── Input

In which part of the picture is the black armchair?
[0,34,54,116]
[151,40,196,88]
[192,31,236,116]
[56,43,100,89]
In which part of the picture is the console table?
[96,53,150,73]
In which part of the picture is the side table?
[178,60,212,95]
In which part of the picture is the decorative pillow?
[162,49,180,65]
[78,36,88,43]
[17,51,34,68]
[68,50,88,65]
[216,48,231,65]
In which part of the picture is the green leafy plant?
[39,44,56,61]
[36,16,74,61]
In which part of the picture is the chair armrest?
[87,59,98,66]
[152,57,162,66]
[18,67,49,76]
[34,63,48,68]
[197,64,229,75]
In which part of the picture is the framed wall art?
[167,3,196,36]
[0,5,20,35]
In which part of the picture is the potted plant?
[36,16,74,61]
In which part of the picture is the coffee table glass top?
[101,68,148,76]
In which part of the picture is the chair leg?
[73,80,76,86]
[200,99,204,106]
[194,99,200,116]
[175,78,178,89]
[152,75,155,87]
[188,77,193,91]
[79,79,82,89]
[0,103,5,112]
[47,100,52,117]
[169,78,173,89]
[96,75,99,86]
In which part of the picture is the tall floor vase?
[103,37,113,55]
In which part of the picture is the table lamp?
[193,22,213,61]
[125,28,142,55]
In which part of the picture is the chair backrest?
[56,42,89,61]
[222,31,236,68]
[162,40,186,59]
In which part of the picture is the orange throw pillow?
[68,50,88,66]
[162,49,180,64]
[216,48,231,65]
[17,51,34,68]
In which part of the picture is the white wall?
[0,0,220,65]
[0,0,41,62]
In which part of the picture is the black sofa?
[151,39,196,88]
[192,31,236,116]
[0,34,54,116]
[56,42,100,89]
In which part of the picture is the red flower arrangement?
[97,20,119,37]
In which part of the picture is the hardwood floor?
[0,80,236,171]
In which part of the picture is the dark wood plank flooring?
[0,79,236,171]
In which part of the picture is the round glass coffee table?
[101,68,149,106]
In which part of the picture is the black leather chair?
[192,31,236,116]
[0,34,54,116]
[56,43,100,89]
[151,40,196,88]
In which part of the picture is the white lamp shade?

────

What you have to do: Reproduce all of the records above word for word, keeping every line in its original order.

Task result:
In which part of the picture is the black armchair?
[0,34,54,116]
[151,40,196,88]
[192,31,236,116]
[56,43,100,89]
In which part of the picture is the console table?
[96,53,150,73]
In which part of the picture is the side table?
[178,60,212,95]
In which part of the picture is the decorative pillow?
[162,49,180,65]
[78,36,88,43]
[17,51,34,68]
[68,50,88,65]
[216,48,231,65]
In which part of the picture is the green leafy plant?
[39,44,56,61]
[36,16,74,61]
In which part of the picture is the chair armrest?
[87,59,98,66]
[152,57,162,66]
[18,67,49,76]
[34,63,48,68]
[197,64,229,75]
In which part of the picture is the framed wall art?
[167,3,196,36]
[0,5,20,35]
In which part of the picture is the potted plant?
[36,16,74,61]
In which part of the picture is the coffee table glass top?
[101,68,148,76]
In which part of the picture is the chair leg?
[73,80,76,86]
[200,99,204,106]
[194,99,200,116]
[175,78,178,89]
[152,75,155,87]
[188,77,193,91]
[79,79,82,89]
[0,103,5,112]
[47,100,52,117]
[169,78,173,89]
[96,75,99,86]
In which part of the picture is the tall floor vase?
[103,37,113,55]
In which part of the picture is the table lamp?
[193,22,213,61]
[125,28,142,55]
In which part of the picture is the chair backrest?
[56,42,89,61]
[222,31,236,68]
[162,40,186,59]
In which part of the picture is the orange throw pillow?
[68,50,88,66]
[162,49,180,64]
[216,48,231,65]
[17,51,34,68]
In which part of the picture is the white wall?
[0,0,220,65]
[0,0,41,62]
In which part of the picture is the black sofa?
[151,39,196,88]
[192,31,236,116]
[0,34,54,116]
[56,42,100,89]
In which part of the picture is the red flower arrangement?
[97,20,119,37]
In which part of the picture is the hardwood floor?
[0,80,236,171]
In which part of the picture is the dark wood plank flooring?
[0,79,236,171]
In which part of the picture is the round glass coffee table?
[101,68,149,106]
In which part of the picture is the black leather chair?
[192,31,236,116]
[0,34,54,116]
[56,43,100,89]
[151,40,196,88]
In which part of the picture is the white lamp shade?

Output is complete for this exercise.